Restituez mot pour mot le passage de l'article ci-dessous sur la polémique autour de Timbuktu, en commençant par « Publié le 23 » et en poursuivant jusqu'à « meilleur film ? ».

Document:
- - -

Selon Lemine Ould Salem et François Margolin, les réalisateurs du documentaire contesté, le film aux sept César leur doit beaucoup. Ce que nie Abderrahmane Sissako. Le point sur la polémique avant la diffusion ce mardi 23 février sur Canal +.
Publié le 23 février 2016 à 18h30
Mis à jour le 08 décembre 2020 à 02h27
C'est l'histoire d'un film mort-né dont plus grand monde ne veut. Salafistes, de Lemine Ould Salem et François Margolin, a fait couler l'encre à flots et mis en rogne d'éminents spécialistes des images, comme la philosophe Marie-José Mondzain, expliquant en quoi ce documentaire « restitue le catéchisme djihadiste ». Le film a été, de fait, économiquement condamné par son interdiction aux moins de 18 ans. Qui pourrait dès lors imaginer que Salafistes est le géniteur maudit de Timbuktu, ce grand film de fiction qui a si bien su capter lumières et lauriers — plus de 1,5 million de spectateurs en France, sept césars dont celui du meilleur film ?
A de rares exceptions près, on a loué la splendeur poétique du film d'Abderrahmane Sissako. On a exalté le courage d'un cinéaste mauritanien se dressant avec panache contre ceux qui entendaient mettre l'Afrique à genoux. Mais peu ont évoqué la genèse contrariée de Timbuktu. Et pour cause : Sissako n'a jamais mentionné ni remercié ses anciens collaborateurs, que ce soit au générique du film, à la tribune des Césars ou au fil de ses interviews. Aujourd'hui, deux versions des faits s'opposent. Un affrontement où certains ont beau jeu de voir deux positions idéologiques inconciliables : d'un côté la fiction qui résiste aux barbares en les faisant passer pour des Pieds Nickelés ; de l'autre, le docu qui ferait le jeu des terroristes en les montrant tels qu'ils sont. La réalité semble plus compliquée...

- - -

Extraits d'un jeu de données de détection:

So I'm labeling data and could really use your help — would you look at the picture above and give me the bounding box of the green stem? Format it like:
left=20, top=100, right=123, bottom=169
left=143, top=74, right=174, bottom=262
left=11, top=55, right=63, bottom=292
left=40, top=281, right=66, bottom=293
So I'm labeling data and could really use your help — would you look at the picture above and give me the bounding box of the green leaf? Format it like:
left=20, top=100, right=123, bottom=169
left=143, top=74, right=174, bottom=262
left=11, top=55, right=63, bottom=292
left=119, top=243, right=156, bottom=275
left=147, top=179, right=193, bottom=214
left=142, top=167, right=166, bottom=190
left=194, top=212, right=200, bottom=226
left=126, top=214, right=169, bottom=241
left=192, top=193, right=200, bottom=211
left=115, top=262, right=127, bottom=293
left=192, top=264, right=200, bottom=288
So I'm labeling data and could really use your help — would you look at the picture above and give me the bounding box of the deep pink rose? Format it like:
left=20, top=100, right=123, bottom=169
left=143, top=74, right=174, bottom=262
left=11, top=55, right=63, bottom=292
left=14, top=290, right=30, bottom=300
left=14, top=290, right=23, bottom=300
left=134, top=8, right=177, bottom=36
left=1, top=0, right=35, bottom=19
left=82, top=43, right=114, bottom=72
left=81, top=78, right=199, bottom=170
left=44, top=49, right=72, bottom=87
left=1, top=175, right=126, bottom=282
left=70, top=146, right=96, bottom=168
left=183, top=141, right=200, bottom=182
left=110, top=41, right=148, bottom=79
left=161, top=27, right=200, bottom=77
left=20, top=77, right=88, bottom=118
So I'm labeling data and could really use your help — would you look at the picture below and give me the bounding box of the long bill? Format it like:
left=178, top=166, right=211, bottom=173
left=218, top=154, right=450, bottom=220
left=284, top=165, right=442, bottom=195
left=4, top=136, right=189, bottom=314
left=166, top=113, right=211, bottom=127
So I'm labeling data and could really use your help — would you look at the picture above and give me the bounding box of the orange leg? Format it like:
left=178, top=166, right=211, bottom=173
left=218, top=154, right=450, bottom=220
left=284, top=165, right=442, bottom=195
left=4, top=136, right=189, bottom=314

- - -

Réponse attendue:
Publié le 23 février 2016 à 18h30
Mis à jour le 08 décembre 2020 à 02h27
C'est l'histoire d'un film mort-né dont plus grand monde ne veut. Salafistes, de Lemine Ould Salem et François Margolin, a fait couler l'encre à flots et mis en rogne d'éminents spécialistes des images, comme la philosophe Marie-José Mondzain, expliquant en quoi ce documentaire « restitue le catéchisme djihadiste ». Le film a été, de fait, économiquement condamné par son interdiction aux moins de 18 ans. Qui pourrait dès lors imaginer que Salafistes est le géniteur maudit de Timbuktu, ce grand film de fiction qui a si bien su capter lumières et lauriers — plus de 1,5 million de spectateurs en France, sept césars dont celui du meilleur film ?